Tareas
a) En el texto sobre la oposición venezolana, ¿en qué año triunfó la Revolución Cubana?
b) Enumera todas las expresiones que el texto sobre la oposición venezolana pone entre comillas.
c) Prosigue la redacción del texto sobre la oposición venezolana a partir de su última línea.

Una revolución
popular como la venezolana polariza a aquellos sectores sociales que,
pretextando la escasa diferencia en votos, ha despertado su “odio de clase”,
enfilándolo contra lo que represente al “chavismo”.
Juan J. Paz y Miño Cepeda / El Telégrafo
La reacción de
los violentos opositores al triunfo electoral del presidente Nicolás Maduro,
encabezada por la derecha radical venezolana, tiene profundas raíces
históricas.
Cuenta el rabioso
anticubanismo, inducido sobre América Latina a raíz del triunfo de la
Revolución Cubana (1959), que siempre ha tenido el propósito de impedir otro
proceso similar en la región. Asimilar cualquier gobierno de izquierda con el
peligro “comunista” ha sido una constante en Latinoamérica contemporánea, que
durante la década de 1970 derivó en las dictaduras terroristas de Chile y el
Cono Sur, que pretendieron aniquilar todo izquierdismo. Los “antichavistas”

Material proporcionado
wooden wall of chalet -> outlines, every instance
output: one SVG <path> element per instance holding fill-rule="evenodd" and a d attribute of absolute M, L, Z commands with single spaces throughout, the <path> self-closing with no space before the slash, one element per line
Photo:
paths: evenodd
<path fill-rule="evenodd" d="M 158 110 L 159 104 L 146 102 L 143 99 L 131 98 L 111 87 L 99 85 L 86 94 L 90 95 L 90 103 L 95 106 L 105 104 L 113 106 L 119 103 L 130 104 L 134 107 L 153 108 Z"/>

Respuestas escritas
a) En 1959.

b) "odio de clase", "chavismo", "comunista", "antichavistas"

c)
atacaron a los CDI (Centros de Diagnóstico Integral), a los médicos cubanos, y
lanzaron consignas anticomunistas, llenas de odio y xenofobia.
Se suma la
tradicional resistencia de las clases dominantes latinoamericanas a cualquier
reformismo social que afecte sus intereses, como puede demostrarse a cada paso
de la historia de la región. Por eso, los antichavistas cuestionan el “modelo”
económico venezolano, el poder político basado en el apoyo popular y la
institucionalidad de una democracia que dejó de responder a los intereses de
los capitalistas internos y externos.
Pesa, sobre
todo, la enorme diferenciación social que en América Latina provocó la
concentración de la riqueza en élites poderosas, que históricamente
subordinaron a las clases populares y trabajadoras. Cualquier ascenso social
despertó siempre el temor y la inquietud de los sectores oligárquicos, que
tradicionalmente han visto a las masas como “chusma” insurgente y peligrosa.
Por eso, los antichavistas se lanzaron contra dirigentes populares y amenazan
las Misiones, los Consejos Comunales, las obras y servicios estatales a favor
de los pobladores.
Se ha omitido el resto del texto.